> [EXERCISE DETAILS]
The records below hold a stretch from the line with "Query: tan cone tip" through the line with "written like (136,223)."; return exactly those lines, ends included, and nothing more.
*** TASK INPUTS Section Begins ***
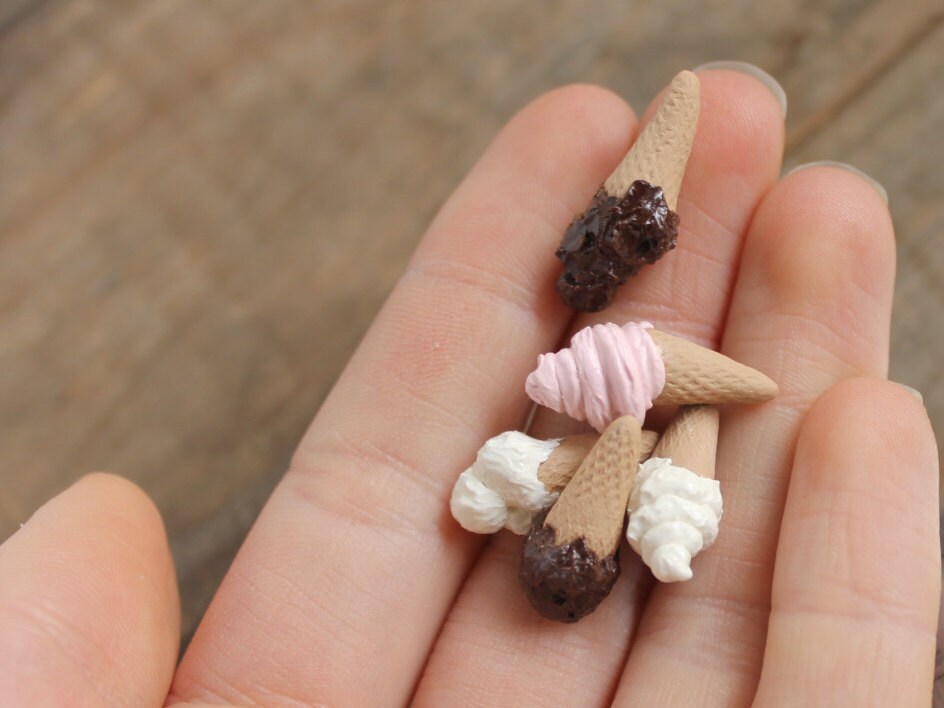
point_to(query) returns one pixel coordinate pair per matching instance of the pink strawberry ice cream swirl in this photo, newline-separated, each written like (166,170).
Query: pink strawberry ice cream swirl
(607,371)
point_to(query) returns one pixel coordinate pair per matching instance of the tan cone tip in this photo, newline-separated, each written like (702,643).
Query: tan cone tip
(660,154)
(691,440)
(695,374)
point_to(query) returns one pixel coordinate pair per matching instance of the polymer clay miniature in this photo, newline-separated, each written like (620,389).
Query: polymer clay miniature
(571,496)
(516,477)
(631,220)
(675,505)
(609,371)
(570,561)
(574,494)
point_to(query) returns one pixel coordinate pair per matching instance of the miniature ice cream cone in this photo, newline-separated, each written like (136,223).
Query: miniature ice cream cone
(515,477)
(695,374)
(631,220)
(609,371)
(675,505)
(560,467)
(660,154)
(569,561)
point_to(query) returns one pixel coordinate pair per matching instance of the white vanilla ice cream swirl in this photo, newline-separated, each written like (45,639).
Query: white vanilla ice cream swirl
(673,514)
(501,488)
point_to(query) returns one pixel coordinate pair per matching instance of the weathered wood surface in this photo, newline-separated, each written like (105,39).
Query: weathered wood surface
(202,204)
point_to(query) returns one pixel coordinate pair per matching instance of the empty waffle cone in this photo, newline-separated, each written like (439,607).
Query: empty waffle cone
(569,562)
(691,440)
(695,374)
(559,468)
(660,154)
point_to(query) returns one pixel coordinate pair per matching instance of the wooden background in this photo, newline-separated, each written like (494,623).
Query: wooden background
(189,197)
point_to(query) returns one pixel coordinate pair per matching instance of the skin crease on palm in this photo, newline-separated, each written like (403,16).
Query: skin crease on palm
(355,587)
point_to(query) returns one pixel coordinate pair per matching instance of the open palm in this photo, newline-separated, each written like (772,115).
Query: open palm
(356,587)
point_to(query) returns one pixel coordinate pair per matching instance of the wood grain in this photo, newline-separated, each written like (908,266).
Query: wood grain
(202,204)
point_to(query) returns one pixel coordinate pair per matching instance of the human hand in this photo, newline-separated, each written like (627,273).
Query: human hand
(356,587)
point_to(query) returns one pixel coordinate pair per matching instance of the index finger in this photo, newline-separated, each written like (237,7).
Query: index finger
(354,562)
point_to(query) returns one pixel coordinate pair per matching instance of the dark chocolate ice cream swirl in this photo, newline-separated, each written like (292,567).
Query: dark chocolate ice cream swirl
(611,241)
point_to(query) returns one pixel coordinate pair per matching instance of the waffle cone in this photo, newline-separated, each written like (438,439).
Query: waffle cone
(558,469)
(691,440)
(660,153)
(592,506)
(695,374)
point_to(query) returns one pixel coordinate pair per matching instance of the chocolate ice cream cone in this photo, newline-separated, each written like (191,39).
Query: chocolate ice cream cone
(631,220)
(569,562)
*** TASK INPUTS Section Ends ***
> [TASK RESULT]
Query: tan cone tip
(660,154)
(691,440)
(695,374)
point_to(query) returns one pixel coordinate pair per matching instance of the polymer clay miniature in this photo, newline-separated, each written like (620,389).
Query: polymer clay miniature
(571,496)
(516,477)
(631,220)
(675,505)
(609,371)
(570,561)
(574,494)
point_to(query) returns one pixel coordinate pair per matching instance of the miniature ice cream cone in this photo, newline-separated, each written like (136,223).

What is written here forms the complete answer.